Ernest R. "Jack" Hilgard, the Stanford psychology professor who helped make hypnosis respectable as a medical tool and four decades ago led development of the Stanford Hypnotic Susceptibility Scale to standardize research practices, has died. He was 97.

Hilgard, author of several books on learning and motivation as well as hypnosis, died Oct. 22 in Palo Alto.

In 1991, the American Psychologist, the official publication of the American Psychological Assn., cited Hilgard as one of the top 10 most important psychologists of the period. In 1994, the group gave him its award for outstanding lifetime contributions to the profession.

When Hilgard won the American Psychological Foundation's Gold Medal Award in 1978, he was cited for making "scientific contributions to nearly every field of psychology, most notably in learning and states of consciousness."

But it was hypnosis, which Hilgard helped bring from the realm of magic and entertaining stage tricks to medicine, that garnered the most attention for the pioneering psychologist.

Studying hypnosis, Hilgard told Psychology Today in 1986, was "the most baffling and the most satisfying part of my career."

He got into it by a circuitous route. An Illinois doctor's son who earned a degree in chemical engineering and wrote his first scientific paper on spontaneous combustion in coal, Hilgard studied religion and philosophy at Yale Divinity School before switching to experimental psychology.

After earning a Yale doctorate, he taught there briefly and then joined the Stanford faculty in 1933. He earned accolades and intellectual standing for such books as "Conditioning and Learning" with Donald G. Marquis in 1940, "Theories of Learning" in 1948 and "Introduction to Psychology" in 1953.

He became so respected in his field that he was tapped by the Ford Foundation to head a project with the Social Science Research Council to design a comprehensive mental health program. The task seemed so daunting that many of his colleagues dubbed it "Hilgard's Atomic Bomb."

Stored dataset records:
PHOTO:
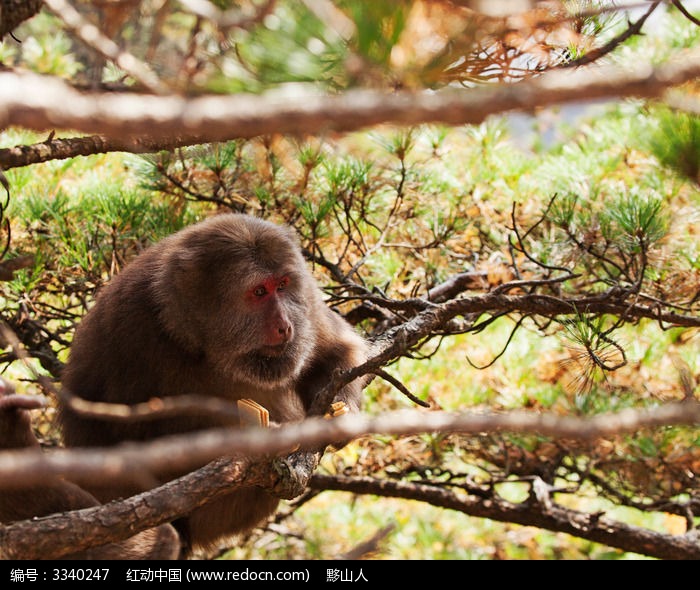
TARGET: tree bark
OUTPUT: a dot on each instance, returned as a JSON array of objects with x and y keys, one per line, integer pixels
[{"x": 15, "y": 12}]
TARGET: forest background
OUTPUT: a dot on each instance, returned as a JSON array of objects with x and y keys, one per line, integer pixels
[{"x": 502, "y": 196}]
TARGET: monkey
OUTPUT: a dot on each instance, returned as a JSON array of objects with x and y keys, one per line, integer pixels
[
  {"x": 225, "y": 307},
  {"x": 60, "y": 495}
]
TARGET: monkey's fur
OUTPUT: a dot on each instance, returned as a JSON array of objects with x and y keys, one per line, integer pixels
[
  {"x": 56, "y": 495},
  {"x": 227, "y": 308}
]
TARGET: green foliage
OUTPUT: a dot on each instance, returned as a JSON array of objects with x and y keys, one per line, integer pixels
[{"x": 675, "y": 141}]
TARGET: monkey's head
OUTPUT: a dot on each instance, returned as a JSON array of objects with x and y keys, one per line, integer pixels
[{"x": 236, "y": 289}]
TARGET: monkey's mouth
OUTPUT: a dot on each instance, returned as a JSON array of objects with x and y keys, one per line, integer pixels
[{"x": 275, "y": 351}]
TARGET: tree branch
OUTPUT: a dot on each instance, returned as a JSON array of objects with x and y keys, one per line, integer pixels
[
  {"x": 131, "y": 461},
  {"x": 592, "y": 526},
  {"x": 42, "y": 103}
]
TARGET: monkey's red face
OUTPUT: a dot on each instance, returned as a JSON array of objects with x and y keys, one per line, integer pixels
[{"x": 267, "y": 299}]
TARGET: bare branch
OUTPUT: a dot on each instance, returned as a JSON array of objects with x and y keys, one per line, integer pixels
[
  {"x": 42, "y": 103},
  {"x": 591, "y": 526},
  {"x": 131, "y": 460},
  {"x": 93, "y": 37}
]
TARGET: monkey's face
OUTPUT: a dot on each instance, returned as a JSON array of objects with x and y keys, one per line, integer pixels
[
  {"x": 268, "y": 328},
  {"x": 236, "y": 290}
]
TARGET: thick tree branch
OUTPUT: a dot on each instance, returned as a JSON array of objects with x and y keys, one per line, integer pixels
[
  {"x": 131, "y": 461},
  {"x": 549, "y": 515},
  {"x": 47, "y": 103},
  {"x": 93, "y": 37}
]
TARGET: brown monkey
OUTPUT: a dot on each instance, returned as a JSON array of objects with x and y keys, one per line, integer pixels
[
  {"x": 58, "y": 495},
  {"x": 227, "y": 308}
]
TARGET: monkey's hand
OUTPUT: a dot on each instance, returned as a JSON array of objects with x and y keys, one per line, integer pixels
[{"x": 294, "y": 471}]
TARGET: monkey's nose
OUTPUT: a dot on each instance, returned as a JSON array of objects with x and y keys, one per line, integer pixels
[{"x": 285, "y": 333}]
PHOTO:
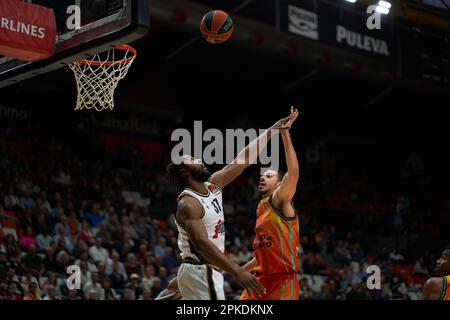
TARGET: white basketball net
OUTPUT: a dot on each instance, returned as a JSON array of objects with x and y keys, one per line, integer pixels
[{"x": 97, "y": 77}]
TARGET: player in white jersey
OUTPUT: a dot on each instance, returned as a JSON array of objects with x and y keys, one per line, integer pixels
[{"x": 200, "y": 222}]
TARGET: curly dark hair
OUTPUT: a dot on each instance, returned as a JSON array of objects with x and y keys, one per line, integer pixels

CHECK YOUR UNDERSTANDING:
a) Write out the Hilgard obituary from "But it was hypnosis, which" down to "to experimental psychology.", keeping every word as it appears.
b) Summarize the Hilgard obituary in two sentences.
The records have nothing to do with this work.

SOLUTIONS BELOW:
a)
But it was hypnosis, which Hilgard helped bring from the realm of magic and entertaining stage tricks to medicine, that garnered the most attention for the pioneering psychologist.

Studying hypnosis, Hilgard told Psychology Today in 1986, was "the most baffling and the most satisfying part of my career."

He got into it by a circuitous route. An Illinois doctor's son who earned a degree in chemical engineering and wrote his first scientific paper on spontaneous combustion in coal, Hilgard studied religion and philosophy at Yale Divinity School before switching to experimental psychology.

b) Ernest R. "Jack" Hilgard, the Stanford psychology professor who helped make hypnosis respectable as a medical tool and led development of the Stanford Hypnotic Susceptibility Scale, died Oct. 22 in Palo Alto at 97. After a chemical engineering degree and a Yale doctorate, he joined Stanford in 1933, wrote influential books on learning, and won major honors, including the American Psychological Association's 1994 award for outstanding lifetime contributions.